== Text section ==

SpaceX announced Sunday its plans to accept payment for its services in the explosively popular cryptocurrency Dogecoin. The Canadian renewable energy technologies firm Geometric Energy Corporation will pay SpaceX solely in Dogecoin to send an 88-pound satellite that will “obtain lunar-spatial intelligence from sensors and cameras” to the moon. The mission, dubbed Doge-1, is expected to take off in early 2022.


“This is not a joke,” Geometric Energy Corporation CEO Samuel Reid said via phone.


Despite the announcement, Dogecoin has been on the decline since SpaceX CEO and Twitter celebrity Elon Musk appeared on Saturday Night Live last week and called the currency a “hustle.” Some speculate that his offhand comment may have sparked the massive selloff that caused the coin to plummet in value from its peak price of $0.73 down to $0.43 in a matter of hours. Three days later, the value still hovers between $0.40 and $0.50 on average.


Musk also wrote a tweet about the Doge-1 satellite on Sunday:


SpaceX launching satellite Doge-1 to the moon next year 

– Mission paid for in Doge 

– 1st crypto in space 

– 1st meme in space 


To the mooooonnn!!




Musk’s cavalier tweet reflects the spirit of retail traders across the country, whose collective mantra “to the moon” has  gained explosive popularity along with the rise in trading trends like cryptocurrency. It appears that Musk intends to show his support for the crypto and retail trading community with the SpaceX mission to take Dogecoin “to the moon” — literally.

===
== Record extracts ==

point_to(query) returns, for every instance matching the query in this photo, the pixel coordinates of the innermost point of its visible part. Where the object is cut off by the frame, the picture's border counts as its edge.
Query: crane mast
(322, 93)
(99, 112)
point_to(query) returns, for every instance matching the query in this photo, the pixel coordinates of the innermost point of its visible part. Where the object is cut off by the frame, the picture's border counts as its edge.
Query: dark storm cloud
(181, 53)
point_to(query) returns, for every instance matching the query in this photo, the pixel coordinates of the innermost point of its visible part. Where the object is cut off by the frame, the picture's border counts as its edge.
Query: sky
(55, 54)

===

Exercise set ▸
A. Answer these questions using the article on SpaceX and Dogecoin:
(i) How much does the satellite being sent to the moon weigh?
(ii) Who is the CEO of Geometric Energy Corporation?
(iii) What was Dogecoin's peak price before the selloff?
B. Repeat word for word the stretch of the article on SpaceX and Dogecoin from "Despite the announcement, Dogecoin" through "and $0.50 on average.".
C. List every dollar amount the article on SpaceX and Dogecoin gives as a Dogecoin price.

Solutions to each task ▸
A.
(i) 88 pounds
(ii) Samuel Reid
(iii) $0.73

B.
Despite the announcement, Dogecoin has been on the decline since SpaceX CEO and Twitter celebrity Elon Musk appeared on Saturday Night Live last week and called the currency a “hustle.” Some speculate that his offhand comment may have sparked the massive selloff that caused the coin to plummet in value from its peak price of $0.73 down to $0.43 in a matter of hours. Three days later, the value still hovers between $0.40 and $0.50 on average.

C. $0.73, $0.43, $0.40, $0.50